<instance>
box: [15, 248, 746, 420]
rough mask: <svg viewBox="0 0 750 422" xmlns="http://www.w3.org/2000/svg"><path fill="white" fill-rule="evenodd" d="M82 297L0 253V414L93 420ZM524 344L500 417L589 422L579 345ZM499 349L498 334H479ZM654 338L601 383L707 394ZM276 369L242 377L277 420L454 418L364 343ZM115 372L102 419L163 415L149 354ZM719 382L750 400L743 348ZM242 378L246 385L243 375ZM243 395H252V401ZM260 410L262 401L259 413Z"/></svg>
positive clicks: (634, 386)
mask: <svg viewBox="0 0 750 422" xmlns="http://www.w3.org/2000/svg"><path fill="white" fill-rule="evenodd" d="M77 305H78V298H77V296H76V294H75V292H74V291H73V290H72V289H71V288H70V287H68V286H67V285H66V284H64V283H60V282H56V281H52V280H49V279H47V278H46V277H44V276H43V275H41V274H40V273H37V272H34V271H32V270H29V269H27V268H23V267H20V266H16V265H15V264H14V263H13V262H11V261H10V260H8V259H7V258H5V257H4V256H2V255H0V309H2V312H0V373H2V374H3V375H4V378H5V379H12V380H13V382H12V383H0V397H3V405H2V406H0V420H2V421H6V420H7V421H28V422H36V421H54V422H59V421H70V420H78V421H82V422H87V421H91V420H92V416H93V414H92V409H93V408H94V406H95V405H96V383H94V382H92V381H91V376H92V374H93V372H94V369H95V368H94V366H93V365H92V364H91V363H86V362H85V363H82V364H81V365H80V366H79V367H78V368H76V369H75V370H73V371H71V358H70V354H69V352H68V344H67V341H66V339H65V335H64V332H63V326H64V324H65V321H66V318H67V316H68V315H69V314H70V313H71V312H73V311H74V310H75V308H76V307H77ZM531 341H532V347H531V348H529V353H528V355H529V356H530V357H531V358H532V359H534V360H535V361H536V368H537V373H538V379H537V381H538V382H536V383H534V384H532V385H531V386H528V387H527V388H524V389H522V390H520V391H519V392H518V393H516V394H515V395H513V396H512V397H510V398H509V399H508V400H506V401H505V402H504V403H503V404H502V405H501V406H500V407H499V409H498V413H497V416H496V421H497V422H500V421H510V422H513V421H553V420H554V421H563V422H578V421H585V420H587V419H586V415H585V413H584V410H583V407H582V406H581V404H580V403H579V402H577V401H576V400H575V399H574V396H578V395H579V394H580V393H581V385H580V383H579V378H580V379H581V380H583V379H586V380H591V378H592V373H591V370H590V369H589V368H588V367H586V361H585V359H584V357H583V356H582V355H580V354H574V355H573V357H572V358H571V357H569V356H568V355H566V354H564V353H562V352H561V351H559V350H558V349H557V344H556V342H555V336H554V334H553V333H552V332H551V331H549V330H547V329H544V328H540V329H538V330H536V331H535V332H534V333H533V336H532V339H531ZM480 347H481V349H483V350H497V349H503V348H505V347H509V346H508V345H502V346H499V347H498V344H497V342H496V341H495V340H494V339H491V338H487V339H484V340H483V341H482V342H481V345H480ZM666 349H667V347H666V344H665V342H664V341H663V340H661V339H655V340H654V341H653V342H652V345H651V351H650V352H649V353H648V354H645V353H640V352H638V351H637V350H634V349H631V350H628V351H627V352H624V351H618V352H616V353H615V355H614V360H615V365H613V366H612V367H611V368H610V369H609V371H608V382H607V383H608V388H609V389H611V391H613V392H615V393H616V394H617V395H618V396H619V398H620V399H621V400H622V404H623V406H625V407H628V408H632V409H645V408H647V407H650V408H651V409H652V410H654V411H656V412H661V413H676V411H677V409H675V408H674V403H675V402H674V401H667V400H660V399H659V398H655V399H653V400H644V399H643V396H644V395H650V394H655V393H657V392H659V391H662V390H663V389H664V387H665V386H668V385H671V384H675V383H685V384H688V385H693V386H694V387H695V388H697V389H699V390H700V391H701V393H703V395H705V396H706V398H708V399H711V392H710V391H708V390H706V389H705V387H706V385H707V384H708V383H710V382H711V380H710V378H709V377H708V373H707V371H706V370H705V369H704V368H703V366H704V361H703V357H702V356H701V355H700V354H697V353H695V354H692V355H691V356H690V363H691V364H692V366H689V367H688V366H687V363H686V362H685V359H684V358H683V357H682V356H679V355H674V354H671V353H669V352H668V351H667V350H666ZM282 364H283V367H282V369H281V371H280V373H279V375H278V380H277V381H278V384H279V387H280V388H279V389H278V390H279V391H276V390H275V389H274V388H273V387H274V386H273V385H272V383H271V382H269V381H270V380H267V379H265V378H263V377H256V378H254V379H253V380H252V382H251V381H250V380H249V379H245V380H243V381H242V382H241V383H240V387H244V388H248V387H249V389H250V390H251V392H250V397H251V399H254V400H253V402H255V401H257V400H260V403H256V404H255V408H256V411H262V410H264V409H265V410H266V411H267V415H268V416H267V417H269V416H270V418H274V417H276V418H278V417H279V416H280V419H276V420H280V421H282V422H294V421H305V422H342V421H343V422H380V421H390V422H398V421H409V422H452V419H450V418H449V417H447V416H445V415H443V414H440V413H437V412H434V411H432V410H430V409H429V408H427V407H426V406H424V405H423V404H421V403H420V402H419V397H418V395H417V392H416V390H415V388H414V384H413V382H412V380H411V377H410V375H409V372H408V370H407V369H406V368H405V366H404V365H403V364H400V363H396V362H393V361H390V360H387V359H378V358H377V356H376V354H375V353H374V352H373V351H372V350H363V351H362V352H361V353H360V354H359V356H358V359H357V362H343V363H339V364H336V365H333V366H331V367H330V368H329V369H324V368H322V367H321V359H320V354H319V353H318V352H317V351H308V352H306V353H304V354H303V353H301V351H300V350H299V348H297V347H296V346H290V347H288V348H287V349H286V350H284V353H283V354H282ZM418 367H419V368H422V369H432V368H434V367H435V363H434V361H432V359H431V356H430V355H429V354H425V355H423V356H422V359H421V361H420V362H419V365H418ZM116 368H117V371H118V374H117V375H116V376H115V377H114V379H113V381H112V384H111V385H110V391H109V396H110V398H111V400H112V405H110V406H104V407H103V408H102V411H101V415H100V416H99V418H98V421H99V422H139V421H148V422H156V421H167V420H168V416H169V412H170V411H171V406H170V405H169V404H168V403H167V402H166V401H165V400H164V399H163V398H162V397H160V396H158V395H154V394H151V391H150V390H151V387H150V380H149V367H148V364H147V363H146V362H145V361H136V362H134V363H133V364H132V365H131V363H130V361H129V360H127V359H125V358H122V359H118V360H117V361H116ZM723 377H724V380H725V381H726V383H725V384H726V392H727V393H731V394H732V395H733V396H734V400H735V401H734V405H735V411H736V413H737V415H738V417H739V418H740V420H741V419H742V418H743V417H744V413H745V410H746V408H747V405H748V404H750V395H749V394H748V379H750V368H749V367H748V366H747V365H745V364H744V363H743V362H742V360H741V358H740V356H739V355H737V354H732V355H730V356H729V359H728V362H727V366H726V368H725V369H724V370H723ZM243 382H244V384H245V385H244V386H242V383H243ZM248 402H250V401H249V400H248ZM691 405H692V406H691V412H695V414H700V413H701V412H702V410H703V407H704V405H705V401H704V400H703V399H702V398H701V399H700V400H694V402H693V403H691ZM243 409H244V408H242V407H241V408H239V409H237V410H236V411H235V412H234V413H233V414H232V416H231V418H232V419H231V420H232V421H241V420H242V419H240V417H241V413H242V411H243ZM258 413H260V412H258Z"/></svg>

== == ==

Render the listing above as a JSON list of strings, one string per line, leaving out any blank lines.

▶ [Response for this exercise]:
[
  "<instance>",
  "box: [15, 248, 746, 420]",
  "rough mask: <svg viewBox=\"0 0 750 422\" xmlns=\"http://www.w3.org/2000/svg\"><path fill=\"white\" fill-rule=\"evenodd\" d=\"M82 297L0 253V414L93 420ZM524 344L500 417L589 422L579 345ZM499 349L498 334H479ZM654 338L601 383L707 394ZM276 369L242 377L277 420L454 418L364 343ZM115 372L102 419L163 415L149 354ZM719 382L750 400L743 348ZM242 378L246 385L243 375ZM243 395H252V401ZM260 410L262 401L259 413Z\"/></svg>",
  "positive clicks: (634, 386)",
  "mask: <svg viewBox=\"0 0 750 422\" xmlns=\"http://www.w3.org/2000/svg\"><path fill=\"white\" fill-rule=\"evenodd\" d=\"M77 305H78V298H77V296H76V294H75V292H74V291H73V290H72V289H71V288H70V287H68V286H67V285H66V284H64V283H60V282H56V281H52V280H49V279H47V278H46V277H44V276H43V275H41V274H40V273H37V272H34V271H32V270H29V269H27V268H23V267H20V266H16V265H15V264H14V263H13V262H11V261H10V260H8V259H7V258H5V257H4V256H2V255H0V309H2V312H0V373H2V374H3V375H4V378H5V379H12V380H13V382H12V383H0V397H3V405H2V406H0V420H2V421H6V420H7V421H28V422H36V421H54V422H59V421H70V420H78V421H82V422H87V421H91V420H92V416H93V414H92V409H93V408H94V406H95V405H96V383H94V382H92V381H91V376H92V374H93V372H94V369H95V368H94V366H93V365H92V364H91V363H86V362H85V363H82V364H81V365H80V366H79V367H78V368H76V369H75V370H73V371H71V358H70V354H69V352H68V344H67V341H66V339H65V335H64V332H63V326H64V324H65V321H66V318H67V316H68V315H69V314H70V313H71V312H73V311H74V310H75V308H76V307H77ZM531 341H532V347H531V348H529V353H528V355H529V356H530V357H531V358H532V359H534V360H535V361H536V368H537V373H538V379H537V381H538V382H536V383H534V384H532V385H531V386H528V387H527V388H524V389H522V390H520V391H519V392H518V393H516V394H515V395H513V396H512V397H510V398H509V399H508V400H506V401H505V402H504V403H503V404H502V405H501V406H500V407H499V409H498V413H497V416H496V421H497V422H500V421H510V422H513V421H553V420H554V421H563V422H578V421H585V420H587V419H586V415H585V413H584V410H583V407H582V406H581V404H580V403H579V402H577V401H576V400H575V399H574V396H578V395H579V394H580V393H581V385H580V383H579V378H580V379H581V380H583V379H586V380H591V378H592V373H591V370H590V369H589V368H588V367H586V361H585V359H584V357H583V356H582V355H580V354H574V355H573V357H572V358H571V357H569V356H568V355H566V354H564V353H562V352H561V351H559V350H558V349H557V344H556V342H555V336H554V334H553V333H552V332H551V331H549V330H547V329H544V328H540V329H538V330H536V331H535V332H534V333H533V336H532V339H531ZM480 347H481V349H483V350H497V349H503V348H505V347H509V346H508V345H502V346H499V347H498V344H497V342H496V341H495V340H494V339H491V338H487V339H484V340H483V341H482V342H481V345H480ZM666 349H667V347H666V344H665V342H664V341H663V340H661V339H655V340H654V341H653V342H652V345H651V351H650V352H649V353H648V354H645V353H640V352H638V351H637V350H634V349H631V350H628V351H627V352H624V351H618V352H616V353H615V355H614V360H615V365H613V366H612V367H611V368H610V369H609V371H608V382H607V383H608V388H609V389H611V391H613V392H615V393H616V394H617V395H618V396H619V398H620V399H621V400H622V404H623V406H625V407H628V408H632V409H645V408H647V407H650V408H651V409H652V410H654V411H656V412H661V413H676V411H677V409H675V408H674V403H675V402H674V401H667V400H660V399H659V398H655V399H653V400H644V399H643V396H644V395H650V394H655V393H657V392H659V391H662V390H663V389H664V387H665V386H668V385H671V384H675V383H685V384H688V385H693V386H694V387H695V388H697V389H699V390H700V391H701V393H703V395H705V396H706V398H708V399H711V392H710V391H708V390H706V389H705V387H706V385H707V384H708V383H710V382H711V380H710V378H709V377H708V373H707V371H706V370H705V369H704V368H703V366H704V361H703V357H702V356H701V355H700V354H697V353H695V354H692V355H691V356H690V363H691V364H692V366H689V367H688V366H687V363H686V362H685V359H684V358H683V357H682V356H679V355H674V354H671V353H669V352H668V351H667V350H666ZM282 364H283V367H282V369H281V371H280V373H279V375H278V380H277V381H278V384H279V387H280V388H279V389H278V390H279V391H276V390H275V389H274V388H273V387H274V386H273V385H272V383H271V382H269V381H270V380H267V379H265V378H263V377H256V378H254V379H253V380H252V382H251V381H250V380H249V379H245V380H243V381H242V382H241V383H240V387H244V388H248V387H249V389H250V390H251V392H250V397H251V399H254V400H253V402H255V401H257V400H260V403H256V404H255V408H256V411H262V410H264V409H265V410H266V411H267V415H268V416H267V417H269V416H270V418H274V417H276V418H278V417H279V416H280V419H276V420H280V421H282V422H294V421H305V422H342V421H343V422H380V421H390V422H398V421H409V422H452V419H450V418H449V417H447V416H445V415H443V414H440V413H437V412H434V411H432V410H430V409H429V408H427V407H426V406H424V405H423V404H421V403H420V402H419V397H418V395H417V392H416V390H415V388H414V384H413V382H412V380H411V377H410V375H409V372H408V370H407V369H406V368H405V366H404V365H403V364H400V363H396V362H393V361H390V360H387V359H378V358H377V356H376V354H375V353H374V352H373V351H372V350H363V351H362V352H361V353H360V354H359V356H358V359H357V362H343V363H339V364H336V365H333V366H331V367H330V368H329V369H324V368H322V367H321V359H320V354H319V353H318V352H317V351H308V352H306V353H304V354H303V353H301V351H300V350H299V348H297V347H296V346H290V347H288V348H287V349H286V350H284V353H283V354H282ZM418 367H419V368H422V369H432V368H434V367H435V363H434V361H432V359H431V356H430V355H429V354H425V355H423V356H422V359H421V361H420V362H419V365H418ZM116 368H117V371H118V374H117V375H116V376H115V377H114V379H113V381H112V384H111V385H110V391H109V396H110V398H111V400H112V405H110V406H104V407H103V408H102V411H101V415H100V416H99V418H98V421H99V422H139V421H148V422H156V421H167V420H168V416H169V412H170V411H171V406H170V405H169V404H168V403H167V402H166V401H165V400H164V399H163V398H162V397H160V396H158V395H154V394H151V391H150V390H151V387H150V380H149V367H148V364H147V363H146V362H145V361H136V362H134V363H133V364H132V365H131V363H130V361H129V360H127V359H125V358H122V359H118V360H117V361H116ZM723 377H724V380H725V381H726V383H725V384H726V392H727V393H731V394H732V395H733V396H734V400H735V401H734V405H735V411H736V413H737V415H738V417H739V418H740V420H741V419H742V418H743V417H744V413H745V410H746V408H747V405H748V404H750V395H749V394H748V379H750V368H749V367H748V366H747V365H745V364H744V363H743V362H742V360H741V358H740V356H739V355H737V354H732V355H730V356H729V359H728V362H727V366H726V368H725V369H724V370H723ZM243 382H244V384H245V385H244V386H242V383H243ZM248 402H250V401H249V400H248ZM691 405H692V406H691V412H695V414H700V413H701V412H702V410H703V407H704V405H705V401H704V400H703V399H702V398H701V399H700V400H694V402H693V403H691ZM243 409H244V408H242V407H241V408H239V409H237V410H236V411H235V412H234V413H233V414H232V416H231V418H232V419H231V420H232V421H241V420H242V419H240V417H241V413H242V411H243ZM258 413H260V412H258Z\"/></svg>"
]